**SET EXERCISE:** Locate each line in the records below that contains the word "protea", and reproduce every such line in full.

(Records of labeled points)
━━━━

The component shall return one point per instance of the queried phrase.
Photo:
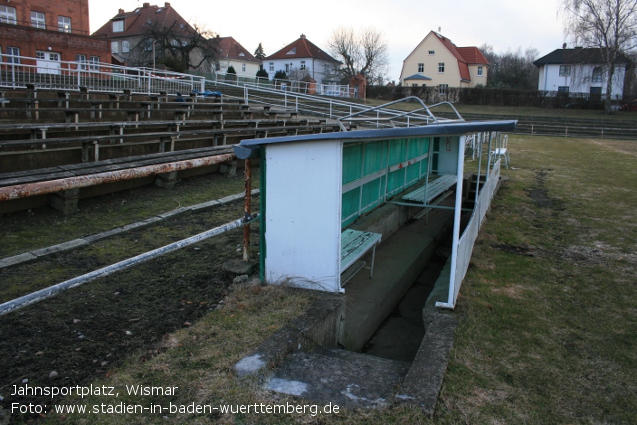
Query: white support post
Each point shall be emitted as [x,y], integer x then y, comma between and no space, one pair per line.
[456,227]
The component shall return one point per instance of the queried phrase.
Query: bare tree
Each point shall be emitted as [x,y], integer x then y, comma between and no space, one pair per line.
[607,25]
[365,52]
[178,45]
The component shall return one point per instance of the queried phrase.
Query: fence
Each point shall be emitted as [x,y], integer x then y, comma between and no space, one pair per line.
[22,71]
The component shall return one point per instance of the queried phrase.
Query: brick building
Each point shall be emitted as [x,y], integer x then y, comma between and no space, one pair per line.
[51,32]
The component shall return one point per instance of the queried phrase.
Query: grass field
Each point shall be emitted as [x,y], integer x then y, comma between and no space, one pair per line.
[547,313]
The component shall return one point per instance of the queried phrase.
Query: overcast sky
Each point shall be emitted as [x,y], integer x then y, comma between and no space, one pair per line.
[503,24]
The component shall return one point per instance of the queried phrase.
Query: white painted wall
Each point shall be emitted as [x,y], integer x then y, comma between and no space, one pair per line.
[303,216]
[580,80]
[448,155]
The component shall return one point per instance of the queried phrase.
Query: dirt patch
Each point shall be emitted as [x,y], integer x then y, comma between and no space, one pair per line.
[86,332]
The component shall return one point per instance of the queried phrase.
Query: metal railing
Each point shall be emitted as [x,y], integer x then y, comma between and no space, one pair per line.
[23,71]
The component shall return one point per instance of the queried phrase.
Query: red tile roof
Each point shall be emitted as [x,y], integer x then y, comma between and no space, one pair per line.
[135,22]
[301,48]
[465,55]
[229,48]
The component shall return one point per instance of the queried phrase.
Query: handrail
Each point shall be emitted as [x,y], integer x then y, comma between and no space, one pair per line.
[428,118]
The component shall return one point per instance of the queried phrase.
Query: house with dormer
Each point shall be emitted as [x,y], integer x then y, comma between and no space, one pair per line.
[438,62]
[231,53]
[302,59]
[580,70]
[153,35]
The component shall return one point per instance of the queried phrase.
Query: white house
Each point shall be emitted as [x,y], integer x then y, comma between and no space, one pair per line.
[579,70]
[300,59]
[437,62]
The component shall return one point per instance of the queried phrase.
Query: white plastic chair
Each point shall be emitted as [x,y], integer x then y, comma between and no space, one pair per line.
[501,150]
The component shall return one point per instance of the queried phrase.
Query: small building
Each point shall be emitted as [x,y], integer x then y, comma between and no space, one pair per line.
[314,188]
[302,58]
[437,62]
[50,32]
[153,34]
[579,70]
[231,53]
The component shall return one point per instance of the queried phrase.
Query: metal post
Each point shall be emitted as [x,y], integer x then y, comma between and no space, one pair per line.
[247,204]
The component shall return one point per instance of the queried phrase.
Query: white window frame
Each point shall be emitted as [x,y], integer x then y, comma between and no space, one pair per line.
[8,15]
[12,55]
[38,20]
[565,70]
[94,63]
[81,61]
[64,24]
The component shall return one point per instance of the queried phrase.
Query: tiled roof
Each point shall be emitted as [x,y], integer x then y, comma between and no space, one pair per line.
[301,49]
[575,56]
[229,48]
[465,55]
[135,22]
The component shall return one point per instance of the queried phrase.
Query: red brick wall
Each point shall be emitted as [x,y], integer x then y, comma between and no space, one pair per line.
[30,39]
[77,10]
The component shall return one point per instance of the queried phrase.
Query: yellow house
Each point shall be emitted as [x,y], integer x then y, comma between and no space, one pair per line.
[437,62]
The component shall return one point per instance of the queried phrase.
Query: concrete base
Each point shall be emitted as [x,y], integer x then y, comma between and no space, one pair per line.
[399,261]
[65,201]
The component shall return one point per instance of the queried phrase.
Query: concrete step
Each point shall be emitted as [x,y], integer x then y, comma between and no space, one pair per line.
[340,377]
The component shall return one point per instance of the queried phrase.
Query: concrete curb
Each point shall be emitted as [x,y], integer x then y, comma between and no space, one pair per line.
[318,326]
[41,253]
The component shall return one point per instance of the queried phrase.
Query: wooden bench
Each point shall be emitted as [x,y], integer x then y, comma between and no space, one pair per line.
[354,245]
[432,189]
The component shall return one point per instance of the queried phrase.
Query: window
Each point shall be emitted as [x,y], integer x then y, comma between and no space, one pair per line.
[37,20]
[8,15]
[94,62]
[13,54]
[64,24]
[81,61]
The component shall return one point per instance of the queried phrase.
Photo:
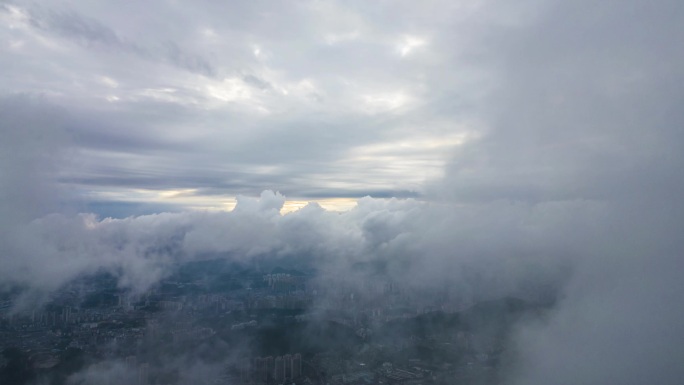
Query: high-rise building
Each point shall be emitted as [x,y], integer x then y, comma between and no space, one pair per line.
[297,366]
[279,370]
[288,365]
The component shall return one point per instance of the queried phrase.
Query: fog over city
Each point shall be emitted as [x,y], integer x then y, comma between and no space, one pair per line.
[480,150]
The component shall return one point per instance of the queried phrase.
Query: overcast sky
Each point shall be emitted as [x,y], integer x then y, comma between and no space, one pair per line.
[526,143]
[190,104]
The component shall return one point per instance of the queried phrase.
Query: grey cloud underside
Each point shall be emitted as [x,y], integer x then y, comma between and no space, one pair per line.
[572,185]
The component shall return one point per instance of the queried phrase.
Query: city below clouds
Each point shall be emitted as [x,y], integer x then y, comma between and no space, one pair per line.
[491,147]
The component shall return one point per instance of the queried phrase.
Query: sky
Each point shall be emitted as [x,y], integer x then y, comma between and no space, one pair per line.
[492,146]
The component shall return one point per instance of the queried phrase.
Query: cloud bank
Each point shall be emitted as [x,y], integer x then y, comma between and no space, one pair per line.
[570,183]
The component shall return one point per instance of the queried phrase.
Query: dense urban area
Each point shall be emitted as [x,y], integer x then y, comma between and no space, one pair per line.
[217,322]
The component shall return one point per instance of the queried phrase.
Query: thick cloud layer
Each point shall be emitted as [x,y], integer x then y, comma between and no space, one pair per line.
[566,178]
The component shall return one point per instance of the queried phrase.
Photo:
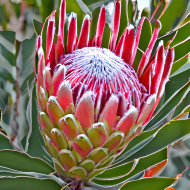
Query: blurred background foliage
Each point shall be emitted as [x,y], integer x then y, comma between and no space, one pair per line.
[21,21]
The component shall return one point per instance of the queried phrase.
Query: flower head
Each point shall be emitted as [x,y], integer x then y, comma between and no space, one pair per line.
[92,100]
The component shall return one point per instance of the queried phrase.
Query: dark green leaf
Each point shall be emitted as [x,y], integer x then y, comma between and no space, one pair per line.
[7,76]
[146,34]
[168,134]
[142,164]
[167,108]
[10,57]
[22,162]
[172,14]
[149,183]
[175,83]
[37,26]
[23,183]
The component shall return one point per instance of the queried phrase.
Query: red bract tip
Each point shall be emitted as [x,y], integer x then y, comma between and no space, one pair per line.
[72,34]
[166,72]
[60,36]
[84,35]
[137,38]
[158,70]
[119,46]
[115,28]
[100,27]
[50,36]
[128,44]
[147,54]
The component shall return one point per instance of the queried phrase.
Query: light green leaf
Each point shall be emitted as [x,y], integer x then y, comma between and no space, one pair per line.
[156,183]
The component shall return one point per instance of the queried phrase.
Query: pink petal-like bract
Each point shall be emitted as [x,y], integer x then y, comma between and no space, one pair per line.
[92,100]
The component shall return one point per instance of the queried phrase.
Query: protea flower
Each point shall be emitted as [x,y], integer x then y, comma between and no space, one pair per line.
[92,100]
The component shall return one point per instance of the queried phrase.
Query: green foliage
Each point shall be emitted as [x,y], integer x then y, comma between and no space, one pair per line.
[25,164]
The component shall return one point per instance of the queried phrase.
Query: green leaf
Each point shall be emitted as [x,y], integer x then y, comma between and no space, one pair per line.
[29,1]
[7,76]
[167,135]
[146,34]
[28,183]
[175,83]
[172,14]
[168,106]
[37,26]
[4,142]
[142,164]
[183,106]
[23,162]
[8,35]
[156,183]
[9,56]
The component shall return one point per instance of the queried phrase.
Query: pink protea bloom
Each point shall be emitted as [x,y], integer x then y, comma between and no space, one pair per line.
[92,100]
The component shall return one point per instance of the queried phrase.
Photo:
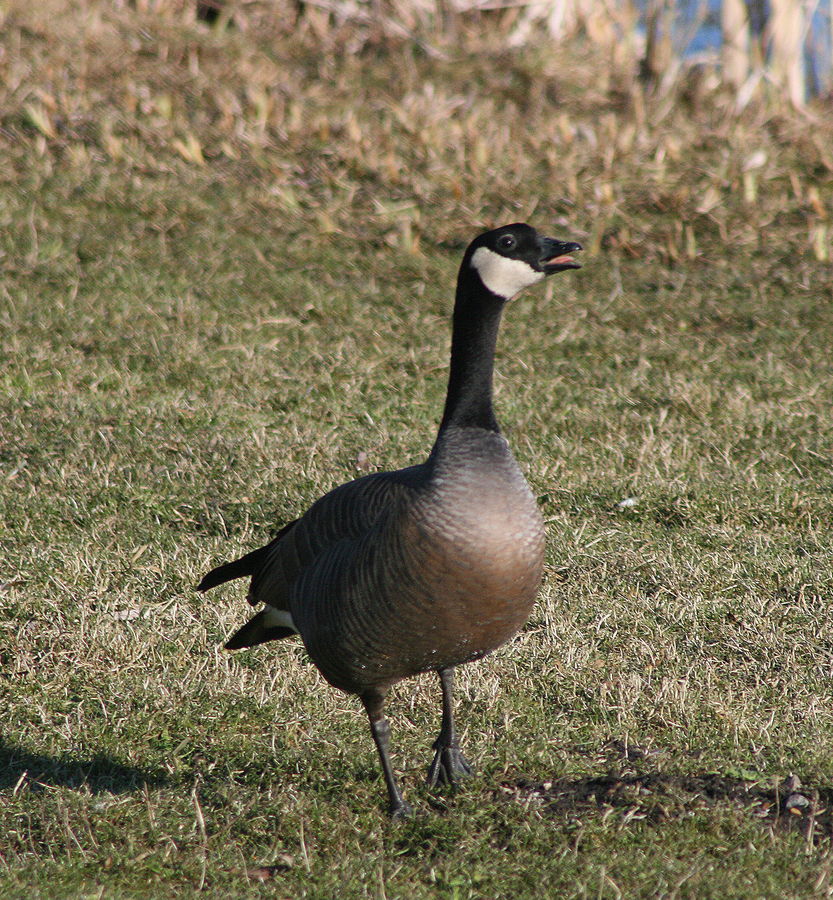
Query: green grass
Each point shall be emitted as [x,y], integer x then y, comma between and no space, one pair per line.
[191,353]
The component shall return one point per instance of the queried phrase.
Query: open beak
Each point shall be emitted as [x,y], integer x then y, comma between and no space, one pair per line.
[555,255]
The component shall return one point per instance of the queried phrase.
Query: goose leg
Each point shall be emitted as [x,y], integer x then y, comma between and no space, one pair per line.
[374,703]
[449,765]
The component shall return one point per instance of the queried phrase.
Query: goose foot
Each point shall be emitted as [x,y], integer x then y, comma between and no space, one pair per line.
[448,766]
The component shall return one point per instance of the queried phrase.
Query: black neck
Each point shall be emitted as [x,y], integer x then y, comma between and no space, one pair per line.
[476,322]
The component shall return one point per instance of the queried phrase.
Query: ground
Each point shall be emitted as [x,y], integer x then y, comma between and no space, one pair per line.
[228,259]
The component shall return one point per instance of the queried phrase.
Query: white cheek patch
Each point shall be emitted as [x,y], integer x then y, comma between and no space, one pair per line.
[502,276]
[278,618]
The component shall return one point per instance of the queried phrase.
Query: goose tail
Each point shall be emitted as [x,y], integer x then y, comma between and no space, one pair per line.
[246,565]
[269,624]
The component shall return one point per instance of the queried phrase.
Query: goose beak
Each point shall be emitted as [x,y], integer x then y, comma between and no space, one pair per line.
[555,255]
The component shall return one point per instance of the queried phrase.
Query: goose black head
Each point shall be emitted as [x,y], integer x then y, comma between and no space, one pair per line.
[513,257]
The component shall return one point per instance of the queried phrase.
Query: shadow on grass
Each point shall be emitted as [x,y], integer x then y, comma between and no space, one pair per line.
[655,797]
[99,773]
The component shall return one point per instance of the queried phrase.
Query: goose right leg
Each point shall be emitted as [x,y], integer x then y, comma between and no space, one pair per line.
[449,765]
[374,704]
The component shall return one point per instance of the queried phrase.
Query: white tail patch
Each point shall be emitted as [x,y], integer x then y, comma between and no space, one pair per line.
[278,618]
[502,276]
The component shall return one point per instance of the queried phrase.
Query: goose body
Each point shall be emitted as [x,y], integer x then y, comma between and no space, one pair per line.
[430,566]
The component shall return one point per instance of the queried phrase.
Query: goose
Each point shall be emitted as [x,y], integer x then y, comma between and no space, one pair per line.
[428,567]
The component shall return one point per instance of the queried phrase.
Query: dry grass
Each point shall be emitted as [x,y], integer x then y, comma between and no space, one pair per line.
[227,258]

━━━━

**OUTPUT FOR THIS TASK:**
Query: protea flower
Query: pink protea bloom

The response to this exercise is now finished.